Requirements:
Exactly reproduce the lines that follow.

Recorded information:
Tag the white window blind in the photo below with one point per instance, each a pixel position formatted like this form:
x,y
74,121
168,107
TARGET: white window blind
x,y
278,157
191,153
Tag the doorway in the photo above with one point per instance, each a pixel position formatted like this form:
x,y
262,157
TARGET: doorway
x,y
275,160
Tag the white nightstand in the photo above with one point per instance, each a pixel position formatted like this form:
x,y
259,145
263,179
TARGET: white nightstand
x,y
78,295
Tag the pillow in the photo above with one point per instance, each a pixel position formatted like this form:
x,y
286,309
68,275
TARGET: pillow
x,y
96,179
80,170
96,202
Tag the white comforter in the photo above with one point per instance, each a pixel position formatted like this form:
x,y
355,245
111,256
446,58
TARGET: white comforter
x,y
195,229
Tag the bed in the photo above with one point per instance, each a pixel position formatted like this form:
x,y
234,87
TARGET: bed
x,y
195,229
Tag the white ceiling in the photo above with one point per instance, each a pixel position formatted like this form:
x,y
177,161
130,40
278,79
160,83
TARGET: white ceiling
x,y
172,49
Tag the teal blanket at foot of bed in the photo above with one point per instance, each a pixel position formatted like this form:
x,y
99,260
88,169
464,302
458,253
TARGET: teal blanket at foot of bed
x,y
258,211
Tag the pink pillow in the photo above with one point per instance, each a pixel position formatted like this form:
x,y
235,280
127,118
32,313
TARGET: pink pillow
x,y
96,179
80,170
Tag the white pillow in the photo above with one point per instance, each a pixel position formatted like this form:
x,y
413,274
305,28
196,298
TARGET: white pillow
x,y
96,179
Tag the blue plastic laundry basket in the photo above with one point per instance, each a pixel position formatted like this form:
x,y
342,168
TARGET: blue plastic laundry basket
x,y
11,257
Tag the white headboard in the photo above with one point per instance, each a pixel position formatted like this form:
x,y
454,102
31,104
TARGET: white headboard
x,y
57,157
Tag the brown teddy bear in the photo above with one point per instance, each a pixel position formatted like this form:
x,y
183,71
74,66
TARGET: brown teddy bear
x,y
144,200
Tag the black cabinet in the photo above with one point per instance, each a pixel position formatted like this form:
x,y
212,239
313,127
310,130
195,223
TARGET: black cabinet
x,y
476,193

Result below:
Tag the white window blind in the photo below with one point per instance, each a pixel position formatted like this form:
x,y
74,121
168,107
TARGET: white window blind
x,y
278,157
191,153
Tag the doorway in the photo above with one point per instance, each a pixel position formatted like this form:
x,y
262,157
TARGET: doorway
x,y
275,160
Tag the white nightstand in the photo above with one point per instance, each a pixel position formatted like this form:
x,y
259,145
263,179
TARGET: white nightstand
x,y
78,295
Tag the pillow in the photo above with one point per instance, each a pixel position formatted like this form:
x,y
286,309
68,275
TARGET: pillow
x,y
96,179
80,170
96,202
Tag the white comforter in the photo above with one point per instance, each a pixel position formatted like this form:
x,y
355,245
111,256
446,58
TARGET: white comforter
x,y
195,229
Tag the bed in the photo above with one point per instance, each a pixel position formatted like this form:
x,y
234,87
TARGET: bed
x,y
195,229
Tag the white ceiling in the photo above with one point per instance, each a pixel position formatted like this form:
x,y
177,161
130,40
278,79
160,83
TARGET: white ceiling
x,y
172,49
Tag the teal blanket at foot of bed in the photo above with one point per instance, each a pixel position formatted like this form:
x,y
99,260
88,169
464,302
458,253
TARGET: teal blanket at foot of bed
x,y
258,211
Tag the pink pillow in the photo above with one point per instance, each a pixel position formatted like this form:
x,y
235,280
127,118
32,313
TARGET: pink pillow
x,y
96,179
80,170
Tag the white pillow in the photo above with one point per instance, each a pixel position formatted like this form:
x,y
413,274
305,28
196,298
TARGET: white pillow
x,y
96,179
Tag the blue plastic laundry basket in the photo above with one point per instance, each a pixel position formatted like this form:
x,y
342,168
TARGET: blue plastic laundry basket
x,y
11,257
Tag the white headboard in the photo above with one point per instance, each a pixel position formatted like this form:
x,y
454,102
31,104
TARGET: white headboard
x,y
57,157
Tag the brown teddy bear in the photo above with one point per instance, each a pixel position formatted like this form:
x,y
183,71
74,66
TARGET: brown teddy bear
x,y
144,200
Tag the black cabinet in the photo above with one point per instance, each a pixel position formatted like this form:
x,y
212,239
313,127
310,130
195,223
TARGET: black cabinet
x,y
476,193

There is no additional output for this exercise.